**Exercise brief:**
Copy out each of the entries below word for word, leaving the pictures out of your copy.

**Exercise input:**
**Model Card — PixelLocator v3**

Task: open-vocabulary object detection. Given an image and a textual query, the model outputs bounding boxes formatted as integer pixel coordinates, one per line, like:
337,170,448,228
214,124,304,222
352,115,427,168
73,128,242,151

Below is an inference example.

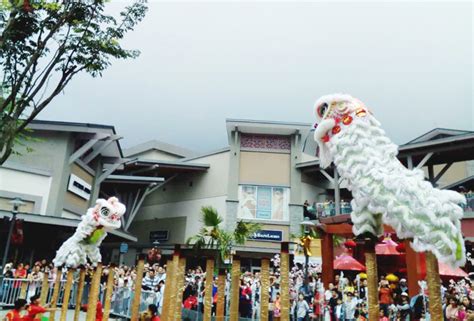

**Expected answer:**
**Model Card — PixelLocator v3**

Task: open-vocabulary object detection. Given an image and a textual query, the model outputs bounding boxes formatted as integer pixel coordinates, one per line, like:
337,170,448,228
214,124,304,222
352,115,427,168
73,128,242,151

Below is an inference example.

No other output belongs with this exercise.